TEKS SUMBER ▸

══════

Mbah Dalhar (KH. Nahrowi bin Abdurrahman)
Posted by
Unknown
on
Tuesday, January 27, 2015
with
No comments
Beliau memang masih keturunan dari laskar pejuang Pangeran Diponegoro di
eks Karsidenan Kedu. Tak heran selain berdakwah, Mbah Dalhar juga
mewarisi semangat perjuangan dalam merebut dan mempertahankan
Kemerdekaan RI.
Mbah Kiai Dalhar lahir di komplek pesantren Darussalam, Watucongol,
Muntilan, Magelang pada hari Rabu, 10 Syawal 1286 H (12 Januari 1870 M).
Ketika lahir ia diberi nama oleh ayahnya dengan nama Nahrowi. Ayahnya
adalah seorang mudda’i ilallah bernama Abdurrahman bin Abdurrauf bin Hasan Tuqo.
Kiai Abdurrauf adalah salah seorang panglima perang Pangeran
Diponegoro. Nasab Kiai Hasan Tuqo sendiri sampai kepada Sunan Amangkurat
Mas atau Amangkurat III. Oleh karenanya sebagai keturunan raja, Kiai
Hasan Tuqo juga mempunyai nama lain dengan sebutan Raden Bagus Kemuning.
Diriwayatkan, Kiai Hasan Tuqo keluar dari komplek keraton karena ia lebih senang mempelajari ilmu agama daripada hidup dalam kepriyayian. Belakangan waktu baru diketahui jika ia hidup menyepi didaerah Godean, Yogyakarta. Sekarang desa tempat ia tinggal dikenal dengan nama desa Tetuko. Sementara itu salah seorang puteranya bernama Abdurrauf juga mengikuti jejak ayahnya yaitu senang mengkaji ilmu agama. Namun ketika Pangeran Diponegoro membutuhkan kemampuan beliau untuk bersama-sama memerangi penjajah Belanda, Abdurrauf tergerak hatinya untuk membantu sang Pangeran.
Dalam gerilyanya, pasukan Pangeran Diponegoro sempat mempertahankan
wilayah Magelang dari penjajahan secara habis–habisan. Karena Magelang
bagi pandangan militer Belanda nilainya amat strategis untuk penguasaan
teritori lintas Kedu. Oleh karenanya, Pangeran Diponegoro membutuhkan
figure–figure yang dapat membantu perjuangannya melawan Belanda
sekaligus dapat menguatkan ruhul jihad di masyarakat.
Menilik dari kelebihan yang dimilikinya serta beratnya perjuangan
waktu itu maka diputuskanlah agar Abdurrauf diserahi tugas untuk
mempertahankan serta menjaga wilayah Muntilan dan sekitarnya. Untuk ini
Abdurrauf kemudian tinggal di dukuh Tempur, Desa Gunung Pring, Kecamatan
Muntilan. Beliau lalu membangun sebuah pesantren sehingga masyhurlah
namanya menjadi Kiai Abdurrauf.

══════

BARIS DATA ▸
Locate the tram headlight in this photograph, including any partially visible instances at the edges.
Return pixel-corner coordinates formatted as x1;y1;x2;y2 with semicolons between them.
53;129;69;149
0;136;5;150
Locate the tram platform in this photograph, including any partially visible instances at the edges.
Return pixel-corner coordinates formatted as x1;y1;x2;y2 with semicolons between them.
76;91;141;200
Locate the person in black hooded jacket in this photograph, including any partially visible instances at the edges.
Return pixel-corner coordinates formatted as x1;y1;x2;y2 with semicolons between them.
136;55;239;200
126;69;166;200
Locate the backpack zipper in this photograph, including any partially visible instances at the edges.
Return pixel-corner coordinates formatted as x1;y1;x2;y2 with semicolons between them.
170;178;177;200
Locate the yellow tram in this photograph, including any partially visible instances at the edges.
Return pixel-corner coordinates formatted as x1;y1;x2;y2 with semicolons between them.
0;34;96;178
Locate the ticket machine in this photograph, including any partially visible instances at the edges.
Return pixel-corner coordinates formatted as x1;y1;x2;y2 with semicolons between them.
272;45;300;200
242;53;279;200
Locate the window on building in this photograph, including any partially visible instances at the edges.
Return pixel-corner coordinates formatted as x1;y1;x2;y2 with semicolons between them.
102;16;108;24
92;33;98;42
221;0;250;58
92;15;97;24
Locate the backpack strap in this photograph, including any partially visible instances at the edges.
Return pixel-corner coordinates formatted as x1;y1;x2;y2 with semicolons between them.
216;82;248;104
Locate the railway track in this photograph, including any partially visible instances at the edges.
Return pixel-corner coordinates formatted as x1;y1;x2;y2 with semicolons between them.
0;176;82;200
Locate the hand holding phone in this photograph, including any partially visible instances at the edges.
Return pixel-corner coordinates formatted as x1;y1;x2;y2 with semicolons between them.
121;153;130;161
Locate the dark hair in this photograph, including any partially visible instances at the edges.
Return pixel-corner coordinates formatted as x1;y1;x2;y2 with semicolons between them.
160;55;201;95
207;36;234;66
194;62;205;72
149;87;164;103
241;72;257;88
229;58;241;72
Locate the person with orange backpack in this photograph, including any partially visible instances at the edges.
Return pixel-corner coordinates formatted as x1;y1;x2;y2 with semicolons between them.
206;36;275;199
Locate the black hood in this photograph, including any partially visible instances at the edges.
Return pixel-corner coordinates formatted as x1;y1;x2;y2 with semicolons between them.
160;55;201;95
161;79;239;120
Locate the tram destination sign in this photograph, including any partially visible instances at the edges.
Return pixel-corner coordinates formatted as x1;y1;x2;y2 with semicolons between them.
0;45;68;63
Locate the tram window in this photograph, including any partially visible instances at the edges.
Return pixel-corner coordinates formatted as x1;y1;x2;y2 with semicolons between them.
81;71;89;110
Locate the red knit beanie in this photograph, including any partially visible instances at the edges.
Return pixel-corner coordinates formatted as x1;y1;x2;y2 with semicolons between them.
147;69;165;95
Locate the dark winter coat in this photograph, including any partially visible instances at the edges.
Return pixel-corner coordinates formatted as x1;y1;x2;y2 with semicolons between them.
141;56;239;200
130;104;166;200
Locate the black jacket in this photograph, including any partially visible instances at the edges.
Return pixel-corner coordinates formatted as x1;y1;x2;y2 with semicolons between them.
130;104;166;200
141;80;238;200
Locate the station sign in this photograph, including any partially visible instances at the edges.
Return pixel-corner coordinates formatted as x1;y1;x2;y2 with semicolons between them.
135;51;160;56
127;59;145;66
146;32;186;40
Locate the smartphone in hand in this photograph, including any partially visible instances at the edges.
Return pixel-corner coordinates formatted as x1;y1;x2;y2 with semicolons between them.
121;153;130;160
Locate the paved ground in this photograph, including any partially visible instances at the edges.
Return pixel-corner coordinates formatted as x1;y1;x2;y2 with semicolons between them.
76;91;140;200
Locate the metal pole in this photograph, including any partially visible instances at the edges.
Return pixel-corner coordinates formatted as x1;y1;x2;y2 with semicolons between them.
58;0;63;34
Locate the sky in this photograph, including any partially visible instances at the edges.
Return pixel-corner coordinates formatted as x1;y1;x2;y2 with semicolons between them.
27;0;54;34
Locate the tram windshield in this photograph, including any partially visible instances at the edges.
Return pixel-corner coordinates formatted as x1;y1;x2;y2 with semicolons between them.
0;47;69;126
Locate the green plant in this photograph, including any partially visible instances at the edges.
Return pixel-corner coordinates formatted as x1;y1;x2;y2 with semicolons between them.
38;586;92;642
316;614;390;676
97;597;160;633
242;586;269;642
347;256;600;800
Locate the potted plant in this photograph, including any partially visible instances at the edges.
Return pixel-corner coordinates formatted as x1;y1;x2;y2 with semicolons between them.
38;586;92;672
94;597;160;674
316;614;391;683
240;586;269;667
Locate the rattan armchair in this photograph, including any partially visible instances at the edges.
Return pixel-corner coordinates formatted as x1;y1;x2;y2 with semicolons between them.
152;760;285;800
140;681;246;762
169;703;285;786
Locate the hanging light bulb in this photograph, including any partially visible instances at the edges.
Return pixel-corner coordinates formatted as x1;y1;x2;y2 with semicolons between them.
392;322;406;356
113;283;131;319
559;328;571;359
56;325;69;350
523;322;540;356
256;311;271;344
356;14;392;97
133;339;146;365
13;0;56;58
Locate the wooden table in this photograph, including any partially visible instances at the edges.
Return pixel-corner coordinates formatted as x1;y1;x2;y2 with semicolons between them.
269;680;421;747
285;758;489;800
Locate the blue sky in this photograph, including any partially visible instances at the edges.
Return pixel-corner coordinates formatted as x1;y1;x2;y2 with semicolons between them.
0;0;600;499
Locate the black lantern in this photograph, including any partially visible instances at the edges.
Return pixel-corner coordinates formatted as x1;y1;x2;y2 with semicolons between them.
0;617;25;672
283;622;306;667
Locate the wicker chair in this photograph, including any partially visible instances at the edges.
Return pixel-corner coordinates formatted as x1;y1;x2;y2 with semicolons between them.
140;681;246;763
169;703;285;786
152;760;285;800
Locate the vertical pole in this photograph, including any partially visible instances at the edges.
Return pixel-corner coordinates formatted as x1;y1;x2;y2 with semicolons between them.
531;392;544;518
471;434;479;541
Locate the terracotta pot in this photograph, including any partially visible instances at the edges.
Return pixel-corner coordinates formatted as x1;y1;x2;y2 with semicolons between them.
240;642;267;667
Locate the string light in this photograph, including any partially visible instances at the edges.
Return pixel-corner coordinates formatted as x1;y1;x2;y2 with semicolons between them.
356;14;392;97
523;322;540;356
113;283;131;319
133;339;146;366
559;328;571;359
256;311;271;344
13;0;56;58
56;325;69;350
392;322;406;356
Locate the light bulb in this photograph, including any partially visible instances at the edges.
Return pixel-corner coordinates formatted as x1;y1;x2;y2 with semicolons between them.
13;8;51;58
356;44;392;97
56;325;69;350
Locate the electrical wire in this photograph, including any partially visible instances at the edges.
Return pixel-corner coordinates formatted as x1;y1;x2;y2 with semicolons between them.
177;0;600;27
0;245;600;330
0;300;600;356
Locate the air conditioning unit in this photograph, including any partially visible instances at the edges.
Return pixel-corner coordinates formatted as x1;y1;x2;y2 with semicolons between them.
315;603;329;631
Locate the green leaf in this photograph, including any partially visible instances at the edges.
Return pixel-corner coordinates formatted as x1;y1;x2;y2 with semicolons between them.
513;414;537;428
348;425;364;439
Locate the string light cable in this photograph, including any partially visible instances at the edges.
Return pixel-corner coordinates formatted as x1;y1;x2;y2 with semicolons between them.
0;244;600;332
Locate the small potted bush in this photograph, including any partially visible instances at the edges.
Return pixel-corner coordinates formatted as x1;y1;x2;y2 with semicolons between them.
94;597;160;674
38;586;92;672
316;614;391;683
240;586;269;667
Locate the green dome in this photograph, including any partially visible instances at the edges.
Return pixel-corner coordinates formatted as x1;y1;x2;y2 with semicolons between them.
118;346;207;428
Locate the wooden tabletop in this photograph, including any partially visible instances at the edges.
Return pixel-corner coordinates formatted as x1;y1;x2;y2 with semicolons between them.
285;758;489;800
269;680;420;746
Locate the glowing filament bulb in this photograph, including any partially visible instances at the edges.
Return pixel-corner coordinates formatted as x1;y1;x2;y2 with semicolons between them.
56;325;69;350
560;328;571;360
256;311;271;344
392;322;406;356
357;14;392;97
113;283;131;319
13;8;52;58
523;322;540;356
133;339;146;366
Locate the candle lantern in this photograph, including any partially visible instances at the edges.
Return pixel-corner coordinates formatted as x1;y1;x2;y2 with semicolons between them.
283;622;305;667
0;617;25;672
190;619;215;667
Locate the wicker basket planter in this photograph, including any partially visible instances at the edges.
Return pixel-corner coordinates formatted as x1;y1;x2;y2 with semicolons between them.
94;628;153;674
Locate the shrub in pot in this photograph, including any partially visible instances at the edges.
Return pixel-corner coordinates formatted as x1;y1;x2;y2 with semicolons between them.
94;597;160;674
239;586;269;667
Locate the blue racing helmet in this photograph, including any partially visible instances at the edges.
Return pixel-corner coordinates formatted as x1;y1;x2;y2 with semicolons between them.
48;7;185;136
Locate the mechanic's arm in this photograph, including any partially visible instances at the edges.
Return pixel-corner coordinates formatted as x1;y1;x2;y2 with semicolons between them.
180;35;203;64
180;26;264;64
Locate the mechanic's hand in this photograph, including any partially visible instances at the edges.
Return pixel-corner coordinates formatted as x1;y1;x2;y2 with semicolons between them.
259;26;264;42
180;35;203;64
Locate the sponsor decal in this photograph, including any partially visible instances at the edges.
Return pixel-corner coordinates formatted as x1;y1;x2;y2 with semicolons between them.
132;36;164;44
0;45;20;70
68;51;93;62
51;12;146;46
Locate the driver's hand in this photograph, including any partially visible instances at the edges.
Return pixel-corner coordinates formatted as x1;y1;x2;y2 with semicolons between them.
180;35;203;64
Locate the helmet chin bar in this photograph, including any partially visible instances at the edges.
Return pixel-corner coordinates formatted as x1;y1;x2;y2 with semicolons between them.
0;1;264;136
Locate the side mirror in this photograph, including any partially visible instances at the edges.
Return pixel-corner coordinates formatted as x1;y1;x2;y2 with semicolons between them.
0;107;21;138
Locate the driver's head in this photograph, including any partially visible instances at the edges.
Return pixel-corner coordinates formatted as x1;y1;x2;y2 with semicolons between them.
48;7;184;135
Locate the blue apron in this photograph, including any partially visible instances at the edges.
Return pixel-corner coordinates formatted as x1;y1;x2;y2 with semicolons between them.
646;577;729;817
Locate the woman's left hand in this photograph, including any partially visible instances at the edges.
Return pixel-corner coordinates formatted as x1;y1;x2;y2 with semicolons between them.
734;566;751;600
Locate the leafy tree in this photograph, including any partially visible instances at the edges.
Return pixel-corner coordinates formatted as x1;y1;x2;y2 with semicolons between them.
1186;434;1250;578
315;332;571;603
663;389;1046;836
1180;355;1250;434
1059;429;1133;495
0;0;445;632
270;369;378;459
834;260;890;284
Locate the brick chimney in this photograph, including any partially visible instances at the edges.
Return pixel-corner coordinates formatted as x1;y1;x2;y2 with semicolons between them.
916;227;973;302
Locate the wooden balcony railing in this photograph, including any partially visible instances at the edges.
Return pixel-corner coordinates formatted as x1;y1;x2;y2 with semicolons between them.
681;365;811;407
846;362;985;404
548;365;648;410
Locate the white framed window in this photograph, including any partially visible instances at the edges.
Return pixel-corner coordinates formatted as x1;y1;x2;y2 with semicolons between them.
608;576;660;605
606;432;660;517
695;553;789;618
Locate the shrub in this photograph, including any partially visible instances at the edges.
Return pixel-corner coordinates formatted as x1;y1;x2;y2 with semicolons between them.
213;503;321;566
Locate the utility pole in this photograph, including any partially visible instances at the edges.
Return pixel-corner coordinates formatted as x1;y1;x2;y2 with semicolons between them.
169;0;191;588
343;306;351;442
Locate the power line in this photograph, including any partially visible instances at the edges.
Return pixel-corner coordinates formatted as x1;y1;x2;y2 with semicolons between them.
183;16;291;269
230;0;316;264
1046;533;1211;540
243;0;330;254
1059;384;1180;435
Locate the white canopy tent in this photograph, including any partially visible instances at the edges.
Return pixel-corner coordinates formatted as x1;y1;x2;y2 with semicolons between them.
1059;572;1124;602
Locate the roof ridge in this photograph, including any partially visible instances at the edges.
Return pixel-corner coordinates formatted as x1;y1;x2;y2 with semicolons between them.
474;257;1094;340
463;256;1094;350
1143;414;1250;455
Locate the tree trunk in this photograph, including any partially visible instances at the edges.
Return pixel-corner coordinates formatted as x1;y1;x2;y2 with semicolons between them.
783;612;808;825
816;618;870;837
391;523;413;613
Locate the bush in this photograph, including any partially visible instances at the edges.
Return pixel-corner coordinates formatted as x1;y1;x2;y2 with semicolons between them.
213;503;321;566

══════

TUGAS YANG DIMINTA ▸
Tuliskan kembali tanpa perubahan bagian teks tentang Mbah Dalhar, mulai dari "Ketika lahir ia" terus ke bawah sampai "Raden Bagus Kemuning.".

HASIL TUGAS ▸
Ketika lahir ia diberi nama oleh ayahnya dengan nama Nahrowi. Ayahnya
adalah seorang mudda’i ilallah bernama Abdurrahman bin Abdurrauf bin Hasan Tuqo.
Kiai Abdurrauf adalah salah seorang panglima perang Pangeran
Diponegoro. Nasab Kiai Hasan Tuqo sendiri sampai kepada Sunan Amangkurat
Mas atau Amangkurat III. Oleh karenanya sebagai keturunan raja, Kiai
Hasan Tuqo juga mempunyai nama lain dengan sebutan Raden Bagus Kemuning.